## TÂCHE A
Réécrivez le passage du texte sur Elmer Gantry compris entre « Mais c’est aussi, et » et « édition en France. » inclus, en remplaçant « réalisateurs » par « cinéastes ».
## TÂCHE B
Indiquez, s'il vous plaît, si chacune des affirmations suivantes concorde avec le texte sur Elmer Gantry, en répondant par oui ou par non et en citant les mots décisifs du texte : (i) le roman de Sinclair Lewis a été publié en 1927 ; (ii) Burt Lancaster a d'emblée accepté de participer au film ; (iii) Richard Brooks a réalisé vingt films de fiction.
## TÂCHE C
Prolongez le texte sur Elmer Gantry au-delà de sa dernière phrase.

----- EXTRAIT DU DOCUMENT

Comment un voyageur de commerce sans le sou se refait en s’improvisant prédicateur. Un grand film du grand Richard Brooks !

Elmer Gantry, le charlatan

Une femme vient quêter dans un speakeasy pour le Noël des orphelins, sans obtenir un seul cent, avant qu’Elmer Gantry, un vendeur d’aspirateurs et de grille-pain, flambeur, coureur, à l’ivresse éloquente, n’harangue les amis avec lesquels il jouait aux cartes et tous les autres clients jusqu’à leur faire ouvrir leur porte-monnaie. Complètement fauché, embarqué clandestinement à bord d’un train, le hasard le conduit jusqu’au chapiteau du « Renouveau évangéliste » où il est subjugué par les prêches de Soeur Sharon Falconer et par leur efficacité pour attirer les foules… et les dollars. Il saisit au vol l’occasion de démontrer son art du bagout et s’insére parmi les évangélistes qu’il finit par convaincre d’élargir leur activité en quittant la campagne pour les grandes villes. La petite troupe s’embarque pour Zenith…

Elmer Gantry, le charlatan (Elmer Gantry), adaptation du roman éponyme de Sinclair Lewis, dont l’édition en 1927 provoqua un petit scandale mais vaudra à son auteur le Prix Nobel de littérature en 1930. Richard Brooks commença dès 1947 à entreprendre l’écriture du scénario que Sinclair Lewis l’avait encouragé à remanier. Burt Lancaster, qui avait décliné sa participation au film, peu convaincu par la première adaptation du roman, apporta une contribution essentielle au scénario.

Richard Brooks était un esprit libre aux talents divers. Romancier, il écrivit The Foxhole, alors qu’il servait sans le Marine Corps, publié en 1943 sans l’autorisation de ses supérieurs, ce qui l’exposa à une citation en Cour martiale. Il signa également plus d’une trentaine de scénarios, ceux de ses films et d’autres, comme celui de Les Tueurs (The Killers, Robert Siodmak, 1946), Key Largo (John Huston, 1948), Storm Warning (Stuart Heisler, 1951), sur le Ku Klux Klan, édité au Royaune Uni…

Elmer Gantry, le charlatan

Mais c’est aussi, et surtout, un des plus grands réalisateurs américains. Parmi les vingt-quatre films de fiction qu’il a réalisés, tous estimables, il y a, outre Elmer Gantry, de nombreux chefs-d’oeuvre : Graine de violence (The Blackboard Jungle, 1955), La Chatte sur un toit brûlant (Cat on a Hot Tin Roof, 1958), Doux oiseau de jeunesse (Sweet Bird of Youth, 1962), deux adaptations de Tennessee Williams, Lord Jim (1965), Les Professionnels (The Professionals, 1966), De sang-froid (In Cold Blood, 1967), auxquels j’ajouterai À la recherche de Mr. Goodbar (Looking for Mr. Goodbar, 1977), toujours dans l’attente d’une édition en France.

----------
----- ENTRÉES EXTRAITES

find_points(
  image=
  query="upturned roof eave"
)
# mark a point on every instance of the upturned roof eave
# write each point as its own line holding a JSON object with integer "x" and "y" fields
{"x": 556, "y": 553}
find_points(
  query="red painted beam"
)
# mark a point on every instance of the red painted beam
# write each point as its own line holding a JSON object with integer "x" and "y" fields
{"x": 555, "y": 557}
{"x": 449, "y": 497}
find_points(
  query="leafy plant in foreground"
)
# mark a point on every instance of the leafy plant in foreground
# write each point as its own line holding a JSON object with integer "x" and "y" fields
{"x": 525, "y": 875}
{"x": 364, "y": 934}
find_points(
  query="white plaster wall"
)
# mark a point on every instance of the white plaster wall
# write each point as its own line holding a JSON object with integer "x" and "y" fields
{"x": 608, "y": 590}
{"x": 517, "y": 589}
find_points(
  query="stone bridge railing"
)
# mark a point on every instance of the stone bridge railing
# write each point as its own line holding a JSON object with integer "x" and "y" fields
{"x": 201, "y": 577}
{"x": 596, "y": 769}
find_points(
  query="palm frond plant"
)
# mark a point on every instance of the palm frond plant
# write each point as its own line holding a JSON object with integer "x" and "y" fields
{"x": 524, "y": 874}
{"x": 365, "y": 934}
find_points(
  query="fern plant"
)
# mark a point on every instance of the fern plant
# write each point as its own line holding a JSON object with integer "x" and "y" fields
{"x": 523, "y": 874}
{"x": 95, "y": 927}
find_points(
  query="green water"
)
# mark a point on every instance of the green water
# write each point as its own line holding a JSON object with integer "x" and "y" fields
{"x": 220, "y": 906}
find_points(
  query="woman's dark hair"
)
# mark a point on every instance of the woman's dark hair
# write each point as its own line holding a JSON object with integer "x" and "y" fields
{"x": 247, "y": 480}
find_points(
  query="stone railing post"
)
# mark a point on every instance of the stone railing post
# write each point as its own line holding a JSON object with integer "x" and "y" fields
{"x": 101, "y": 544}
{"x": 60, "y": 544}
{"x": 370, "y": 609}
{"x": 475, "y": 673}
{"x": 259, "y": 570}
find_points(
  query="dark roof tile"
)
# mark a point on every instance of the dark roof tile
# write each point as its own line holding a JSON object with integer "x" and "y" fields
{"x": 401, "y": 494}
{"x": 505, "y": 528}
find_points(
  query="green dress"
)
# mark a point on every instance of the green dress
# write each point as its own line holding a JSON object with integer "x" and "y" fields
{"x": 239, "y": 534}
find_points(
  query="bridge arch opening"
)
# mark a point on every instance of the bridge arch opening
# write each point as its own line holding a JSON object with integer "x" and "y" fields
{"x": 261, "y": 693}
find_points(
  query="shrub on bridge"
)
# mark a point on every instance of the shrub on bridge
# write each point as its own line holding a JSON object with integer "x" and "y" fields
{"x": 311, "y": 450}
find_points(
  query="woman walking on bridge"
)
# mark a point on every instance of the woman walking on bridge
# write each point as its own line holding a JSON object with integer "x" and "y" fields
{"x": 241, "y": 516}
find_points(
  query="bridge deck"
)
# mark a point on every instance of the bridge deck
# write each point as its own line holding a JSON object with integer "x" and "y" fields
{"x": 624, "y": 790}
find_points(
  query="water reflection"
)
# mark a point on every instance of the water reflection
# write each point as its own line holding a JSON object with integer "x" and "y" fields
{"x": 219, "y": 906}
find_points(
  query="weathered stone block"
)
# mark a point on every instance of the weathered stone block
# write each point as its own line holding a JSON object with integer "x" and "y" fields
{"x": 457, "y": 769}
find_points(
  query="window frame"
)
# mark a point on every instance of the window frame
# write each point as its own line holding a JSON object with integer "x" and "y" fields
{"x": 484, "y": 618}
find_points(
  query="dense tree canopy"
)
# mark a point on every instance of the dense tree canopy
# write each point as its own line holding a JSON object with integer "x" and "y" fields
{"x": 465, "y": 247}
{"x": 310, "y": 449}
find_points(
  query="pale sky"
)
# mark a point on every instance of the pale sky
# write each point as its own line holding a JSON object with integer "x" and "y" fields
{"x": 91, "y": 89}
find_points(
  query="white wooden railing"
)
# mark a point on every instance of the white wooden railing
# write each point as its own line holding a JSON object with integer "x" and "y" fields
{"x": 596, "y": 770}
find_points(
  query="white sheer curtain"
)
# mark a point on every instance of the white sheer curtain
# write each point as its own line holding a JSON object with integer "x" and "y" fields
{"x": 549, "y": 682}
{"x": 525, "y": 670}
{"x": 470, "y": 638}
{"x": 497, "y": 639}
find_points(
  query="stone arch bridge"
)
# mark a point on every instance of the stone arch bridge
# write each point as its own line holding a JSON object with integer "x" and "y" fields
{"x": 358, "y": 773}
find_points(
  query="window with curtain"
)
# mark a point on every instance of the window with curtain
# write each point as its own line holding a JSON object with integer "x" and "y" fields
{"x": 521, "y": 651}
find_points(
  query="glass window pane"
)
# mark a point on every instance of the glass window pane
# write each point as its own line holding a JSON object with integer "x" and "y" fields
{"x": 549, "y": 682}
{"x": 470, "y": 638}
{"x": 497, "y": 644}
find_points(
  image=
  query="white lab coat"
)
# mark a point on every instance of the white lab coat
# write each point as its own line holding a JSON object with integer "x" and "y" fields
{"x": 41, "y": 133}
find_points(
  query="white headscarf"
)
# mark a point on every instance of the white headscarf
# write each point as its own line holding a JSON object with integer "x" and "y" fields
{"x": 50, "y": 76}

----------

## RÉSULTAT A
Mais c’est aussi, et surtout, un des plus grands cinéastes américains. Parmi les vingt-quatre films de fiction qu’il a réalisés, tous estimables, il y a, outre Elmer Gantry, de nombreux chefs-d’oeuvre : Graine de violence (The Blackboard Jungle, 1955), La Chatte sur un toit brûlant (Cat on a Hot Tin Roof, 1958), Doux oiseau de jeunesse (Sweet Bird of Youth, 1962), deux adaptations de Tennessee Williams, Lord Jim (1965), Les Professionnels (The Professionals, 1966), De sang-froid (In Cold Blood, 1967), auxquels j’ajouterai À la recherche de Mr. Goodbar (Looking for Mr. Goodbar, 1977), toujours dans l’attente d’une édition en France.

## RÉSULTAT B
(i) Oui : « dont l’édition en 1927 provoqua un petit scandale ».
(ii) Non : « Burt Lancaster, qui avait décliné sa participation au film ».
(iii) Non : « Parmi les vingt-quatre films de fiction qu’il a réalisés ».

## RÉSULTAT C
Le cinéma de Richard Brooks traite souvent de sujets graves, la violence, le racisme… Ici l’exploitation de la crédulité des gens simples par des escrocs beaux parleurs. La charge est sévère, particulièrement à 46 minutes du début, quand elle montre comment Elmer Gantry s’y prend pour promettre les feux éternels de l’enfer aux plus vertueux des paroissiens venus l’écouter. Ou encore quand le journaliste Jim Lefferts dicte un article dans lequel il s’interroge sur la vraie nature du « renouveau évangéliste » : Est-ce une église ? Est-ce une religion ? Ou est-ce un cirque avec ses monstres, ses magiciens et ses bonimenteurs ? Est également dénoncée l’exonération d’impôts dont bénéficient les sectes religieuses aux USA.

Elmer Gantry, le charlatan

Filmé en 78 jours avec un confortable budget de 3 millions de dollars, Elmer Gantry, le charlatan reçut à sa sortie, au début de l’été 1960, un chaleureux accueil de la critique et du public.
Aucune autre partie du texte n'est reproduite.